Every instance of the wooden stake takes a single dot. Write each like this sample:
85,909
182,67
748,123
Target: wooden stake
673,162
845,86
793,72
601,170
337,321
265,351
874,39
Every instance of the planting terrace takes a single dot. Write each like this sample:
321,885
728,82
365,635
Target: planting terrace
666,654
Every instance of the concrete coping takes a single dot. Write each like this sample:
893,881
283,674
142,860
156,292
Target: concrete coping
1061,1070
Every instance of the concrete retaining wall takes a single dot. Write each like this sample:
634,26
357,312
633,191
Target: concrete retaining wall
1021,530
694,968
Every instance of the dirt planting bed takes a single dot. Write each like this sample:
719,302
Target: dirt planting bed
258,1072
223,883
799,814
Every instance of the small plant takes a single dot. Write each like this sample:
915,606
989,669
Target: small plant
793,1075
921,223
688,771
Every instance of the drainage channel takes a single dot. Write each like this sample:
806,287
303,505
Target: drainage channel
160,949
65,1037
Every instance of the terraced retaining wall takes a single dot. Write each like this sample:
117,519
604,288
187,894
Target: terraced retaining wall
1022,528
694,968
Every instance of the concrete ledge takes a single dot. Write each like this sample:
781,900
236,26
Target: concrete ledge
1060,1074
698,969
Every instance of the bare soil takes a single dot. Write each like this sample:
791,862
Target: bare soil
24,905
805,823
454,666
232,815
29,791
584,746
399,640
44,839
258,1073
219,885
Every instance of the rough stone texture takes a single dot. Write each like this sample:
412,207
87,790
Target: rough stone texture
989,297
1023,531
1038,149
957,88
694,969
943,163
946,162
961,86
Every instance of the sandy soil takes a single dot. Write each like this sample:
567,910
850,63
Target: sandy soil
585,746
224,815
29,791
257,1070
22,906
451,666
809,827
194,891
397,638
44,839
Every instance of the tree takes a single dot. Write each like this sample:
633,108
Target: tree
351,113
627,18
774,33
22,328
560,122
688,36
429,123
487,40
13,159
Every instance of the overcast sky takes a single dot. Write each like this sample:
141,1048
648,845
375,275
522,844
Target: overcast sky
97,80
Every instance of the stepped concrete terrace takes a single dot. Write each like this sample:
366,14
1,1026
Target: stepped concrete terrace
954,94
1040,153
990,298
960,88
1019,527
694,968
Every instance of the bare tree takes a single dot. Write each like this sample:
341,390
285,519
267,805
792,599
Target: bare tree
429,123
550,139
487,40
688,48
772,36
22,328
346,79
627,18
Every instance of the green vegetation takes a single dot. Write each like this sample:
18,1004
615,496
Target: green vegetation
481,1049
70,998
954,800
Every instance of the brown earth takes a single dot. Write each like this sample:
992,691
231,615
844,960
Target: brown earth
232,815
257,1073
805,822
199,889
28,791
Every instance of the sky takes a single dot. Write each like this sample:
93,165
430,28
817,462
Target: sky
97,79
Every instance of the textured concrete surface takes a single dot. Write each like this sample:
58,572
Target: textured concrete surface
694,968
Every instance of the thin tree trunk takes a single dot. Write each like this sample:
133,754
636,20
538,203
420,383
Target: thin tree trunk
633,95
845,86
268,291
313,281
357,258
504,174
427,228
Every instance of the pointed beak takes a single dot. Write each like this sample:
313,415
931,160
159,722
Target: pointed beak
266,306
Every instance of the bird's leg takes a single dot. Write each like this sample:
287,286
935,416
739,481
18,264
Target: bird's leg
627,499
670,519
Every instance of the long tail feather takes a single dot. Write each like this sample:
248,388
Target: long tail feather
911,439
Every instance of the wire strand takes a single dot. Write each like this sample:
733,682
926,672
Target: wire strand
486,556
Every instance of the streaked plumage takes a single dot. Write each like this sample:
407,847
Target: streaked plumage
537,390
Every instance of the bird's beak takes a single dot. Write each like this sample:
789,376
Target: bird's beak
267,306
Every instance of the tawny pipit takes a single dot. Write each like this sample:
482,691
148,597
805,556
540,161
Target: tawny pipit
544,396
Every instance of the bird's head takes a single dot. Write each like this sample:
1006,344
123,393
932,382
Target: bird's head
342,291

> Set problem: Transcribe each entry precisely, missing none.

> Problem solution:
Every instance of the wooden stake takes a single dot. Write each like this sample:
85,909
182,67
748,123
Target: wooden stake
673,162
845,86
793,72
601,170
337,321
265,351
874,39
Every instance of the planting terrace takes a single dot. Write each like this sample:
321,885
728,82
365,635
Target: planting terrace
666,654
Every instance of the concrete coping takes a single dot. Write each like this sample:
893,881
283,674
142,860
156,292
Target: concrete coping
1061,1070
Every instance of the concrete retaining wall takes a single dot. Write each like this sample:
634,26
357,312
633,191
Target: concrete retaining wall
1021,530
694,968
Every instance of the dirt planting bed takes a single dot. Write each like this sample:
719,302
Target: dirt planting bed
258,1072
223,883
799,814
Every instance of the small plant takes a single dot. Write each like this sample:
915,606
989,669
Target: small plant
793,1075
921,223
688,771
Every instance of the drainage channel takes a single dot. Write each like this sample:
806,287
303,505
Target: drainage channel
160,949
65,1037
Every instance of the terraced retaining wall takes a single dot. Write each like this sample:
117,519
604,288
187,894
Target: terraced retaining wall
1022,528
694,968
Every instance of the concrete ledge takes a single dot. Write each like this sample:
781,900
236,26
Target: concrete ledge
1060,1074
698,969
Every instance of the bare soil takes a single dot. Write each like this sample:
791,862
Target: bare soil
24,905
805,823
454,666
232,815
29,791
584,746
399,640
44,839
258,1073
219,885
Every instance of the rough stone texture takes a single dot. Write each like this sample:
412,207
87,790
Target: rough stone texture
989,297
1023,531
1038,149
957,88
694,969
943,163
946,162
961,86
Every instance of the sandy soil takes a single dot. Write each like this sample:
567,910
850,63
Target: sandy soil
585,746
224,815
29,791
257,1070
22,906
451,666
809,827
194,891
397,638
44,839
Every instance of the tree takes a single dot. Write each like this sample:
633,108
Target: tree
351,113
627,18
774,33
22,328
560,122
688,36
429,123
487,40
13,159
Every instance of the overcast sky takes a single dot. Write each like this sample:
141,1048
648,845
375,275
522,844
Target: overcast sky
97,80
Every instance of the stepped concrete terrace takes a single dot. Write each like this sample:
366,14
1,1026
Target: stepped concrete terrace
954,94
1040,153
990,298
960,88
1019,527
694,968
Every instance of the bare tree takes a single dot. Write each like this sample:
341,390
285,519
267,805
792,599
Target: bare tree
429,123
550,139
487,40
688,48
772,36
22,328
346,79
627,18
Every instance of the green vegetation takes a single dot. Write each like this sample:
18,1004
615,496
Target: green vegetation
481,1049
70,998
954,800
Every instance of the brown earth takes a single dot. Write each like this sample:
992,691
231,615
844,960
Target: brown earth
232,815
257,1073
805,822
199,889
28,791
Every instance of the sky takes a single dot. Write each like this sample:
93,165
430,28
817,462
Target: sky
97,79
Every instance of the textured concrete surface takes a single dot. Write each like this sample:
58,572
Target: textured concrete surface
694,968
Every instance of the thin tree trunk takes a single dot. Write each like this sample:
133,754
636,20
538,203
420,383
Target: thin tree trunk
633,95
845,86
268,291
313,281
357,258
504,174
427,228
Every instance of the pointed beak takes a single dot. Write each like this sample:
313,415
931,160
159,722
Target: pointed beak
266,306
Every instance of the bird's leg takes a single dot. Write each like this sample:
287,286
935,416
739,481
18,264
Target: bird's leg
627,499
670,519
Every instance of the long tail feather takes a single dot. Write each like this sample:
248,388
Target: long tail feather
911,439
Every instance of the wire strand takes a single dot. Write each like this sample:
733,682
926,672
Target: wire strand
486,556
Every instance of the streaked plumage takes a single dot. Write each like this sample:
407,847
Target: streaked plumage
537,390
Every instance of the bird's beak takes a single dot. Write each like this sample:
789,376
Target: bird's beak
267,306
Every instance of the tawny pipit takes a single dot. Write each like this sample:
482,691
148,597
805,556
540,161
Target: tawny pipit
544,396
Every instance of the bird's head takes a single dot. Write each like this sample:
1006,344
123,393
932,382
Target: bird's head
342,291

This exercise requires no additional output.